▶ What the exercise asks: With the line containing "Provide a referring" as the starting point, output the remaining lines of the data exactly as they are, through the last.

[Data extracted from a collection]
Content starts

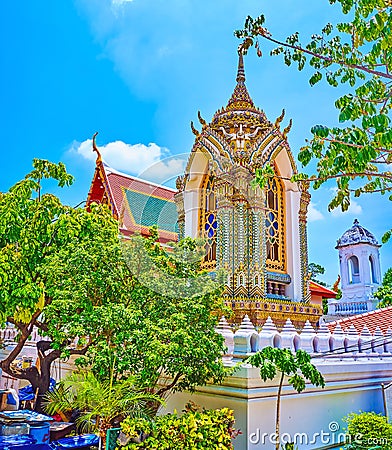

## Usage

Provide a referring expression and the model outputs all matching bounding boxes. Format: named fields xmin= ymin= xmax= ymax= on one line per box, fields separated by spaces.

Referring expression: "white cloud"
xmin=308 ymin=202 xmax=324 ymax=222
xmin=69 ymin=139 xmax=186 ymax=184
xmin=138 ymin=155 xmax=187 ymax=184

Content ends

▶ Result:
Provide a referring expression and the model outputs all matching bounding boxes. Format: named fields xmin= ymin= xmax= ymax= on one line per box, fields separated by spaces.

Referring expression: "white cloud"
xmin=308 ymin=202 xmax=324 ymax=222
xmin=69 ymin=139 xmax=186 ymax=184
xmin=138 ymin=155 xmax=187 ymax=184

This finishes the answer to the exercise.